- _Yapılacak görevler_:
[a] Zirve haberine göre Erdoğan-Miçotakis görüşmesinde ele alınacak konular hangileridir? Haberde adı geçenlerin hepsini sıralayın.
[b] Erdoğan-Miçotakis zirvesine dair haberi kaldığı yerden sürdürün.

- _Kaynak metin_:
------------------------------------------------

Tüm gözler Erdoğan-Miçotakis zirvesinde! Yunan Başbakan Miçotakis'ten önemli mesajlar! Hangi konular ele alınacak?
Yunanistan Başbakanı Kiryakos Miçotakis, bugün (13 Mayıs 2024 Pazartesi) Türkiye'ye gelerek Ankara'da Başkan Erdoğan ile bir görüşme gerçekleştirecek. Erdoğan-Miçotakis zirvesinde Yunan adalarına vizesiz seyahat süreci, düzensiz göçle mücadele, Akdeniz'de enerji rotası gibi birçok konu ele alınacak. Ziyaret öncesi açıklamalarda bulunan Yunanistan lideri Miçotakis, "Yunanistan ve Türkiye coğrafya olarak yan yana yaşamaya mahkûmdur. Ancak, kalıcı gerilim koşullarında yaşamaya mahkûm değiller. Gerginlik dönemlerinde dahi iki ülke arasındaki iletişim kanallarının açık kalması gerekiyor" dedi. İşte Miçotakis'in açıklamaları ve görüşme ile ilgili detaylar...

------------------------------------------------

- _Verilen bilgiler_:
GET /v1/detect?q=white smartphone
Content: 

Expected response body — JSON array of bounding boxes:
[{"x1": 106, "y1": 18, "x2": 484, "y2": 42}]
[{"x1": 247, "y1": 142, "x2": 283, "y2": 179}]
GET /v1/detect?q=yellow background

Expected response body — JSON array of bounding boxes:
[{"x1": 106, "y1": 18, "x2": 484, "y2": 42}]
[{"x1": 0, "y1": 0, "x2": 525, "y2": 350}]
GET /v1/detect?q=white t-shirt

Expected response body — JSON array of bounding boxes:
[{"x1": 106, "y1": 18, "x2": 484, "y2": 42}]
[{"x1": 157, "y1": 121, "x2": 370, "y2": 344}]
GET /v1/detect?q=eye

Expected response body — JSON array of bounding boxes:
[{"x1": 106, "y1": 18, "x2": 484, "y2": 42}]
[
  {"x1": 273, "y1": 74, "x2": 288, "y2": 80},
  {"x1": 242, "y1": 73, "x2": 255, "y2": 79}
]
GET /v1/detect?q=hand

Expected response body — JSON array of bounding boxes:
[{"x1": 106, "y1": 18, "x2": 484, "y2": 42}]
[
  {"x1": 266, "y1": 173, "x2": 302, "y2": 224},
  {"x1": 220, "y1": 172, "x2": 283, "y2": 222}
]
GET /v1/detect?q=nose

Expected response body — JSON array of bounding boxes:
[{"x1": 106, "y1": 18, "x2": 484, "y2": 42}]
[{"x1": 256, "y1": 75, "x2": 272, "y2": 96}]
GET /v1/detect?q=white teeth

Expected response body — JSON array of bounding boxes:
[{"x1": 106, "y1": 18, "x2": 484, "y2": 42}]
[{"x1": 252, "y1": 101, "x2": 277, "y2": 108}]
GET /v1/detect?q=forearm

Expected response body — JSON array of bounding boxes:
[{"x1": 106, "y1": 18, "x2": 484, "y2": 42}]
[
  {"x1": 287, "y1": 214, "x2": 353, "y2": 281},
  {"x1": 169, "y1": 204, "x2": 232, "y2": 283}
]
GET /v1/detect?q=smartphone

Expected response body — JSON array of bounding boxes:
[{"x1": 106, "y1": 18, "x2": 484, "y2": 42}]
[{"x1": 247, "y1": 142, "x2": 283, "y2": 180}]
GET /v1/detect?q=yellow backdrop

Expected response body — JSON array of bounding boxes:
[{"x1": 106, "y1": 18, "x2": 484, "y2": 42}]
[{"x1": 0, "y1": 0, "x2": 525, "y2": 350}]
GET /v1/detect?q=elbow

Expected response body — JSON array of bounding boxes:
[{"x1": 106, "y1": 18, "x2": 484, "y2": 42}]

------------------------------------------------

- _Yazılı cevaplar_:
[a]
- Yunan adalarına vizesiz seyahat süreci
- Düzensiz göçle mücadele
- Akdeniz'de enerji rotası

[b]
Yunanistan Başbakanı Kiryakos Miçotakis'in gerçekleştirmesi beklenen Ankara ziyaretinde Başkan Recep Tayyip Erdoğan ile görüşmesinde başta ekonomi olmak üzere birçok alanda iş birliğinin geliştirilmesi hedefleniyor.
Başkan Erdoğan'ın davetine karşılık, Yunanistan Başbakanı Miçotakis bugün Ankara'yı ziyaret etmesi bekleniyor. Başkan Erdoğan'ın 7 Aralık 2023 tarihinde Atina'da düzenlenen Yüksek Düzeyli İş Birliği Konseyi vesilesi ile Yunanistan'ı ziyaretinde ilişkilerde yeni bir döneme girildi.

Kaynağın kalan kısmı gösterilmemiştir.